Alguns dos maiores desmatadores do país estão fechados com Jair Bolsonaro (PL). E, ao contrário do discurso de sustentabilidade no agronegócio defendido pelo presidente, sua campanha foi a que mais recebeu doações de infratores ambientais na Amazônia – até agora, somam cerca de R$ 1,3 milhão de quase 180 pessoas multadas desde 2018.
Dos 10 maiores multados que fizeram doações eleitorais, apenas dois não distribuíram recursos para Bolsonaro. Já outros desmatadores, pecuaristas da floresta e invasores de terras indígenas apostaram em si mesmos e colocaram seus próprios nomes nas urnas. Nestas eleições, 15 candidatos somam mais de R$ 30 milhões em multas ambientais aplicadas desde 2018.
Os dados são de um levantamento de ((o))eco feito a partir das prestações de contas eleitorais registradas no Tribunal Superior Eleitoral (TSE) e os autos de infração aplicados nos últimos cinco anos pelo Instituto Brasileiro do Meio Ambiente e dos Recursos Naturais Renováveis (Ibama). O cruzamento foi atualizado pela última vez em 24 de setembro, mas pode apresentar defasagem até o dia das eleições devido ao alto fluxo de doações e multas nesta reta final de campanha.
No ranking dos candidatos infratores, quatro concentram quase dois terços do bolo de multas; o pecuarista e candidato a deputado federal Robão da Central do Boi (PSC-RO); o advogado José Lopes Junior (PL-AC), candidato ao legislativo estadual; o candidato a deputado estadual Affonso Cândido (PL-RO), que já foi vereador e prefeito de Ji-Paraná; e o deputado estadual Thiago Araújo (Cidadania-PA), que tenta sua segunda reeleição.
Pecuária “no fio do bigode”
Robsão Demonthi de Souza Moreira, mais conhecido como o Robão da Central do Boi, concorre pela primeira vez a um cargo político. Filiado ao PSC de Rondônia, o candidato acumula R$ 7,5 milhões em multas no Ibama por queimadas, desmatamento e dificultar a regeneração da vegetação nativa em Colniza, no Mato Grosso. Pelas coordenadas das multas, é possível verificar que todas ficam dentro de áreas embargadas pelo Ibama entre 2014 e 2016.
O candidato declarou à justiça eleitoral dois imóveis rurais cadastrados em Rondônia e Mato Grosso – este último é um lote de mais de 2,7 mil hectares que também fica dentro de uma área embargada pelo Ibama.

◇ ◇ ◇ ◇ ◇ ◇ ◇

TAREFA PROPOSTA A –
Com base na reportagem sobre doações eleitorais de infratores ambientais, responda:
(i) Quanto a campanha de Bolsonaro recebeu de infratores ambientais na Amazônia, e de quantas pessoas?
(ii) Em que data o cruzamento de dados foi atualizado pela última vez?
(iii) Qual é o valor das multas que Robão da Central do Boi acumula no Ibama?
Os registros não guardam relação alguma com a reportagem.

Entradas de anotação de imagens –
◇ ◇ ◇ ◇ ◇ ◇ ◇

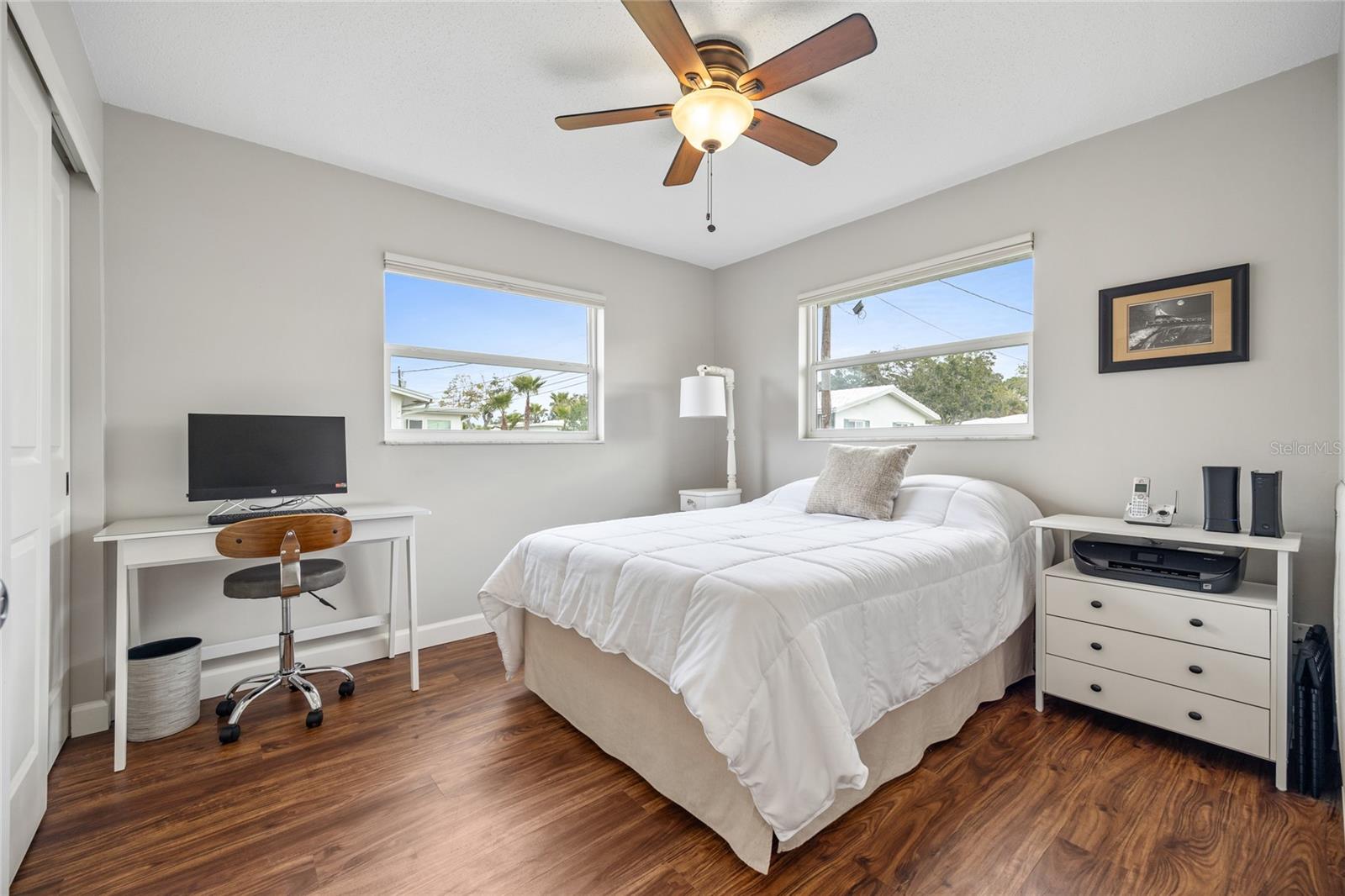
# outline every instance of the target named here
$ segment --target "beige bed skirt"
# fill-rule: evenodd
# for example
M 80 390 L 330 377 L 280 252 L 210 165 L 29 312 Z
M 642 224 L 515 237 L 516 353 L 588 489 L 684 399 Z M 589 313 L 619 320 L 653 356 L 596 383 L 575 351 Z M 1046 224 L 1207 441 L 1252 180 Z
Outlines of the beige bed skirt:
M 956 735 L 981 704 L 1003 697 L 1009 685 L 1030 675 L 1032 639 L 1029 618 L 987 657 L 859 735 L 868 786 L 838 791 L 831 807 L 781 842 L 780 850 L 802 846 L 874 790 L 915 768 L 931 744 Z M 767 872 L 772 830 L 681 696 L 625 657 L 603 652 L 574 631 L 531 613 L 523 630 L 523 657 L 529 690 L 603 752 L 705 822 L 749 868 Z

◇ ◇ ◇ ◇ ◇ ◇ ◇

TAREFA PROPOSTA B –
Reproduza as linhas dos registros de anotação de imagens substituindo "beige bed skirt" por "cream bed skirt" e mantendo todo o restante inalterado. Omita da resposta as imagens.

SOLUÇÃO REDIGIDA A –
(i) Cerca de R$ 1,3 milhão, de quase 180 pessoas multadas desde 2018.
(ii) Em 24 de setembro.
(iii) R$ 7,5 milhões.

SOLUÇÃO REDIGIDA B –
# outline every instance of the target named here
$ segment --target "cream bed skirt"
# fill-rule: evenodd
# for example
M 80 390 L 330 377 L 280 252 L 210 165 L 29 312 Z
M 642 224 L 515 237 L 516 353 L 588 489 L 684 399 Z M 589 313 L 619 320 L 653 356 L 596 383 L 575 351 Z M 1046 224 L 1207 441 L 1252 180 Z
Outlines of the cream bed skirt:
M 956 735 L 981 704 L 1003 697 L 1009 685 L 1030 675 L 1032 639 L 1029 618 L 987 657 L 859 735 L 868 786 L 838 791 L 831 807 L 781 842 L 780 850 L 802 846 L 874 790 L 915 768 L 931 744 Z M 767 872 L 772 830 L 681 696 L 625 657 L 603 652 L 574 631 L 531 613 L 523 630 L 523 657 L 529 690 L 603 752 L 705 822 L 749 868 Z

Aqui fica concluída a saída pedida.